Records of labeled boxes
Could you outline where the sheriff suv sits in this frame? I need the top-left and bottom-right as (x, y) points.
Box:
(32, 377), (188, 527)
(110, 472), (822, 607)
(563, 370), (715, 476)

Exercise: Arrange every entry above as a two-column CSV with the headers entry_text and answer. Give one row per entry, putting its text and its answer each in a single quoted field with any line breaks replaced by spaces.

Written answer:
entry_text,answer
"Could you outline where the sheriff suv sits in this frame? I need the top-left and bottom-right as (x, y) points. Box:","(32, 377), (188, 527) (110, 472), (822, 607) (563, 370), (715, 476)"